[Stored data entries]
──────

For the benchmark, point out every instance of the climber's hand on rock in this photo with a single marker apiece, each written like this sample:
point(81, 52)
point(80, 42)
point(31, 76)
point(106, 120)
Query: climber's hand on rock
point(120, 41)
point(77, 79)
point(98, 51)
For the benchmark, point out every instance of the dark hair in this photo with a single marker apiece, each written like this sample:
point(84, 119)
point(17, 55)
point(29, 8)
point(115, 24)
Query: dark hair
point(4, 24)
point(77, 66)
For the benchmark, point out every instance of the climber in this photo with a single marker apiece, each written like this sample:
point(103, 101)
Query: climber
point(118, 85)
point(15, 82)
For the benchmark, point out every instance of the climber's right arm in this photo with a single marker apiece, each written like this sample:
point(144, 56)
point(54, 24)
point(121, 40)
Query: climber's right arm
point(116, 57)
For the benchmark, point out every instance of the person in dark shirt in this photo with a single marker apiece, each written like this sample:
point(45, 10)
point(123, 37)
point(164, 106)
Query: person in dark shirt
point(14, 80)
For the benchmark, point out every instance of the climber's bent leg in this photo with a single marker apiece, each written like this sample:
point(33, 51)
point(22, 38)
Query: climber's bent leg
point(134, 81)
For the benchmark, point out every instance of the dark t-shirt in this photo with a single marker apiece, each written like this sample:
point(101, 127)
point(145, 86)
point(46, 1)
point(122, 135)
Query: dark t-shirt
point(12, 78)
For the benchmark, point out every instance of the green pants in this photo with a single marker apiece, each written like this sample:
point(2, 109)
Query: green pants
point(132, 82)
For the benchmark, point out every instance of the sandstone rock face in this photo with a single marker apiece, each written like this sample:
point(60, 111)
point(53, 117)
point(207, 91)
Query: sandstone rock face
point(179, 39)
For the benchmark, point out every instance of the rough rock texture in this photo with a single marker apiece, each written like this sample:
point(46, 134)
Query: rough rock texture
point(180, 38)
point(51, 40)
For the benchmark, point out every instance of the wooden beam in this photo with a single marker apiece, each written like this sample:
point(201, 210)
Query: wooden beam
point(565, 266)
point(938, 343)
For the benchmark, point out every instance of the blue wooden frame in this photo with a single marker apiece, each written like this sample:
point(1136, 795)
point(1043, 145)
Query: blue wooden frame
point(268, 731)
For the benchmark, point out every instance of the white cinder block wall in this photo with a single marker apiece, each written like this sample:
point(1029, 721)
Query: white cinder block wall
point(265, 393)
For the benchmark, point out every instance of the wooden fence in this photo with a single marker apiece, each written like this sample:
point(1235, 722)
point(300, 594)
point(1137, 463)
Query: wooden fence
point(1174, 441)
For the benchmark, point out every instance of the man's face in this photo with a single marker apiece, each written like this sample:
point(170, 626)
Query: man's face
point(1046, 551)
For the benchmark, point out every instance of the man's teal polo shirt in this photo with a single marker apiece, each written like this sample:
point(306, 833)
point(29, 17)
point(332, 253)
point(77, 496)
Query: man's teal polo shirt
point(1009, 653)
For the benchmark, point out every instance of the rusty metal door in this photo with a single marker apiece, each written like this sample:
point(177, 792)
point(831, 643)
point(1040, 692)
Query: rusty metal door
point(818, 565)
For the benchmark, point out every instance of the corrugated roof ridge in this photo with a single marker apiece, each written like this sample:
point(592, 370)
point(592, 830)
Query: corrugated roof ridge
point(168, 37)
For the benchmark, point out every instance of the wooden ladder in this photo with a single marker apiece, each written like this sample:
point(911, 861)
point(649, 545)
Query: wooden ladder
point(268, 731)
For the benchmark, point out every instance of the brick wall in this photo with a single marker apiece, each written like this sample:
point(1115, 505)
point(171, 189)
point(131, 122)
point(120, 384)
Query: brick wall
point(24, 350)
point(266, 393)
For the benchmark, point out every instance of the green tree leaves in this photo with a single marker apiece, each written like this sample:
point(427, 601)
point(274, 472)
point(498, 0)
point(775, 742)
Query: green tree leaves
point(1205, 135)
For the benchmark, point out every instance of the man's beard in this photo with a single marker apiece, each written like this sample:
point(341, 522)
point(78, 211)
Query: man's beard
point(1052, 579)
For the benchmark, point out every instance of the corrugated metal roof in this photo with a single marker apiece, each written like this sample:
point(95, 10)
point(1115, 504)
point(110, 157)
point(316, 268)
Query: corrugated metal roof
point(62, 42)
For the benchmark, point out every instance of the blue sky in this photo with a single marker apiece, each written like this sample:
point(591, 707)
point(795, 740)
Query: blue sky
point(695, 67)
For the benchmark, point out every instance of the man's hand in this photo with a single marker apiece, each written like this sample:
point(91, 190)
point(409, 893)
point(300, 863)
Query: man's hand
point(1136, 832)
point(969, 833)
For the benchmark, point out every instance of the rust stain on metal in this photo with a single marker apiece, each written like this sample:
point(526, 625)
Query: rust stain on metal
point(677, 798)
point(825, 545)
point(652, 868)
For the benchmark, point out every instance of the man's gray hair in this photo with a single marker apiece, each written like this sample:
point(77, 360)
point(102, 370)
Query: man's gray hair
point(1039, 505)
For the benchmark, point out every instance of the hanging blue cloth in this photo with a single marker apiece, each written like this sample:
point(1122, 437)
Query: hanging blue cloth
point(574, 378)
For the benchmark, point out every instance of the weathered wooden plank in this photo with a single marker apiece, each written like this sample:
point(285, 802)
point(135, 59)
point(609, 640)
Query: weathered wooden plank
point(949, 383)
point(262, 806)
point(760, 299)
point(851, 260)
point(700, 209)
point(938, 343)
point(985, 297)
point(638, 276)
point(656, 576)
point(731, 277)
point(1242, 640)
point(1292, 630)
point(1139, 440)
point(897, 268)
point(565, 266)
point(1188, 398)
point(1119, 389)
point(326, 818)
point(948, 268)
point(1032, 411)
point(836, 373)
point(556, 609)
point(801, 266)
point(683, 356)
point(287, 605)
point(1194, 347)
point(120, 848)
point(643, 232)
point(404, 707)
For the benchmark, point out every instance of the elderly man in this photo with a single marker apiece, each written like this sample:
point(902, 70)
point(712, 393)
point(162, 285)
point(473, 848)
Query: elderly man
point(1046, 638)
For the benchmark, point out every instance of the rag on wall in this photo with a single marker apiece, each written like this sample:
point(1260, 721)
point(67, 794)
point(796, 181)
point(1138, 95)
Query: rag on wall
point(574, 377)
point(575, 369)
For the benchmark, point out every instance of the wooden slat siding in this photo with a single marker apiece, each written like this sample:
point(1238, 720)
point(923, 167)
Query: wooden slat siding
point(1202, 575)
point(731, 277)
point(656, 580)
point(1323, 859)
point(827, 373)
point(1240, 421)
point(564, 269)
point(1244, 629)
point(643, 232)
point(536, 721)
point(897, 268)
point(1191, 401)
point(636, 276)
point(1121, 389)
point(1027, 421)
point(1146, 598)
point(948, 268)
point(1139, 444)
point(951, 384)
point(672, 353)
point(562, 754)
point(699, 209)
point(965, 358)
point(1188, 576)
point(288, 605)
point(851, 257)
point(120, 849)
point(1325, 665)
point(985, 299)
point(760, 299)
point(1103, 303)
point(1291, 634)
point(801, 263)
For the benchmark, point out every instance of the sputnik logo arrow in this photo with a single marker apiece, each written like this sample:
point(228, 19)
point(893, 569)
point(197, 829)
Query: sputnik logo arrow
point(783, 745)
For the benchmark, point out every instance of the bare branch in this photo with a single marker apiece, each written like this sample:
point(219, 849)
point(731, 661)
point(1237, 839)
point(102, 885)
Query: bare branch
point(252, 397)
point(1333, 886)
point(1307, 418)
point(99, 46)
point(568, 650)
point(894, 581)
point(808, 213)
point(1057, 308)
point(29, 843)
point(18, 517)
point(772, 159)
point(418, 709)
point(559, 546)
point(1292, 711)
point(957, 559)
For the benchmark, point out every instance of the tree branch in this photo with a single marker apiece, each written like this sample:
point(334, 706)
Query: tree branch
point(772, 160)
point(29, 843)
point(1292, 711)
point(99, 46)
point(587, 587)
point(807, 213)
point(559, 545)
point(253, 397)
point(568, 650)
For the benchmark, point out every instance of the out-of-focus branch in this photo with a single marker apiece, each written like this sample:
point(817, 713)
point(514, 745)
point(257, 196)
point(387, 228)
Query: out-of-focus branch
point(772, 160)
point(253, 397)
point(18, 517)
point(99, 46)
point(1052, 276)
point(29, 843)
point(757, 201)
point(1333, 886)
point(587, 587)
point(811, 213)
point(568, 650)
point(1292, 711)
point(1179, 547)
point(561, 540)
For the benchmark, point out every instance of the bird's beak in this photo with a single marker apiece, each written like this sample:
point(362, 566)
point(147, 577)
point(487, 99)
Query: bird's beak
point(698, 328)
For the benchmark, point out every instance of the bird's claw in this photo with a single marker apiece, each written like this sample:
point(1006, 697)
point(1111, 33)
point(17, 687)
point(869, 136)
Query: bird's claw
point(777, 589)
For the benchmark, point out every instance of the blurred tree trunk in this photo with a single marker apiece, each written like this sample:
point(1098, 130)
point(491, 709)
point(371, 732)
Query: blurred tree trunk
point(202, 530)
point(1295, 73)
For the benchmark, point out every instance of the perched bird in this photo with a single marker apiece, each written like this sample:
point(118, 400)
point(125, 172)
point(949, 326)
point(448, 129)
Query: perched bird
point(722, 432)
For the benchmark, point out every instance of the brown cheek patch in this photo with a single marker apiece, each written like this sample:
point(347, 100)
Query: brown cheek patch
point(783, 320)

──────

■ STATED GOAL:
Starting at the top of the listing and stopping after the line that contains "point(15, 82)", rewrite those lines with "Query" changed to "Target" and everything else left as it is.

■ TASK RESULT:
For the benchmark, point out every instance of the climber's hand on rock in this photo with a single marker apiece, each written like this sample:
point(81, 52)
point(80, 42)
point(31, 76)
point(106, 120)
Target: climber's hand on rock
point(120, 41)
point(77, 79)
point(98, 51)
For the benchmark, point out every instance of the dark hair in this photo with a single marker apiece, each written like this sample:
point(84, 119)
point(17, 55)
point(29, 8)
point(115, 24)
Target: dark hair
point(4, 24)
point(77, 66)
For the benchmark, point out every instance of the climber in this photo with a single marker apiece, each written like this sample:
point(103, 101)
Target: climber
point(118, 85)
point(15, 82)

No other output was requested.